[Begin]

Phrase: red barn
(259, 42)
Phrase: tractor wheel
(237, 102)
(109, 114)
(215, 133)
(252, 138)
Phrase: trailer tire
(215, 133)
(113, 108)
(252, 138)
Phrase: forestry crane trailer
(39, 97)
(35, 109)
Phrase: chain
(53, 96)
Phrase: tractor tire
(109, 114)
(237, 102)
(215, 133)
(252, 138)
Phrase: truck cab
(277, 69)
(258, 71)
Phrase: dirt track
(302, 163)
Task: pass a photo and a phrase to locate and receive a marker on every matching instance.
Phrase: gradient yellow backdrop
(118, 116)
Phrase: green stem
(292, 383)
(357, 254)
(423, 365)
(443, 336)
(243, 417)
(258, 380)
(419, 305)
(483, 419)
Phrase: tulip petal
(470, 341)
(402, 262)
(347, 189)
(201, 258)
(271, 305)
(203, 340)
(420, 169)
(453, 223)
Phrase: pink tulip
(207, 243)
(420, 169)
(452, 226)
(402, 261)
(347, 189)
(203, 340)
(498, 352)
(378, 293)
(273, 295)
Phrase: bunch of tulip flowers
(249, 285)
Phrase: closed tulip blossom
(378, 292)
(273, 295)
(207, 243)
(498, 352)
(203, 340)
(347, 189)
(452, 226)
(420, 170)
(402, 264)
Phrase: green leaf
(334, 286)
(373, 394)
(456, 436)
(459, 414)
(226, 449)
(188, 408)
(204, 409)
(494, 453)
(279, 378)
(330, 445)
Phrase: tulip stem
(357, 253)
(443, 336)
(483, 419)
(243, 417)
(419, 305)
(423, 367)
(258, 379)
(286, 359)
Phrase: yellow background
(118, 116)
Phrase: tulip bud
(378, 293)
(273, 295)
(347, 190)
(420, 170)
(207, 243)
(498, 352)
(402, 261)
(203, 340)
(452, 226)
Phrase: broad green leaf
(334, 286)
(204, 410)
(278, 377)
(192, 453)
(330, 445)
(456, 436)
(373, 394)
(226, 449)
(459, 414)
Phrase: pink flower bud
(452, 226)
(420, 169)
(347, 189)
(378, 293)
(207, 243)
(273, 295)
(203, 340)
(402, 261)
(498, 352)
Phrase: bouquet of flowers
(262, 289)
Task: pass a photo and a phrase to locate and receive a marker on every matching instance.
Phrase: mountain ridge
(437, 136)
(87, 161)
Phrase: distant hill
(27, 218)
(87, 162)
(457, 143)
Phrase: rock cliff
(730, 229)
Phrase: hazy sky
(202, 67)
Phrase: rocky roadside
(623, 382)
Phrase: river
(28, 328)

[End]

Return all of the entries exactly as written.

Result of this exercise:
Phrase: red barn
(259, 42)
Phrase: tractor wheel
(237, 102)
(109, 114)
(215, 133)
(252, 138)
Phrase: trailer tire
(215, 133)
(113, 108)
(252, 138)
Phrase: forestry crane trailer
(39, 97)
(35, 109)
Phrase: chain
(53, 96)
Phrase: tractor tire
(109, 114)
(237, 102)
(215, 133)
(252, 138)
Phrase: truck cab
(277, 69)
(258, 71)
Phrase: dirt track
(302, 163)
Task: pass a photo and a phrase to locate and receive a marker on every matching instance.
Phrase: gradient yellow backdrop
(118, 116)
Phrase: green stem
(292, 383)
(357, 254)
(423, 365)
(443, 336)
(243, 417)
(258, 380)
(419, 305)
(483, 419)
Phrase: tulip petal
(470, 341)
(402, 262)
(347, 189)
(201, 258)
(271, 305)
(203, 340)
(420, 169)
(453, 223)
Phrase: pink tulip
(207, 243)
(420, 169)
(452, 226)
(402, 261)
(347, 189)
(203, 340)
(498, 352)
(378, 293)
(273, 295)
Phrase: bunch of tulip flowers
(249, 285)
Phrase: closed tulip blossom
(378, 292)
(273, 295)
(207, 243)
(498, 352)
(203, 340)
(347, 189)
(452, 226)
(420, 170)
(402, 264)
Phrase: green leaf
(334, 286)
(373, 394)
(456, 436)
(459, 414)
(226, 449)
(188, 408)
(204, 409)
(494, 453)
(279, 378)
(330, 445)
Phrase: tulip stem
(357, 253)
(443, 336)
(483, 419)
(243, 417)
(419, 305)
(423, 367)
(258, 379)
(286, 359)
Phrase: yellow background
(118, 116)
Phrase: tulip bud
(378, 293)
(273, 295)
(347, 190)
(420, 170)
(207, 243)
(498, 352)
(402, 261)
(203, 340)
(452, 226)
Phrase: broad green leaf
(334, 286)
(204, 410)
(278, 377)
(192, 453)
(330, 445)
(456, 436)
(373, 394)
(226, 449)
(459, 414)
Phrase: pink flower bud
(452, 226)
(420, 169)
(347, 189)
(378, 293)
(207, 243)
(273, 295)
(203, 340)
(402, 261)
(498, 352)
Phrase: bouquet of flowers
(262, 289)
Task: pass a photo and a phrase to locate and receive a marker on every matching instance.
Phrase: mountain ridge
(437, 136)
(87, 161)
Phrase: distant hill
(27, 218)
(87, 162)
(457, 143)
Phrase: rock cliff
(730, 229)
Phrase: hazy sky
(202, 67)
Phrase: rocky roadside
(623, 382)
Phrase: river
(28, 328)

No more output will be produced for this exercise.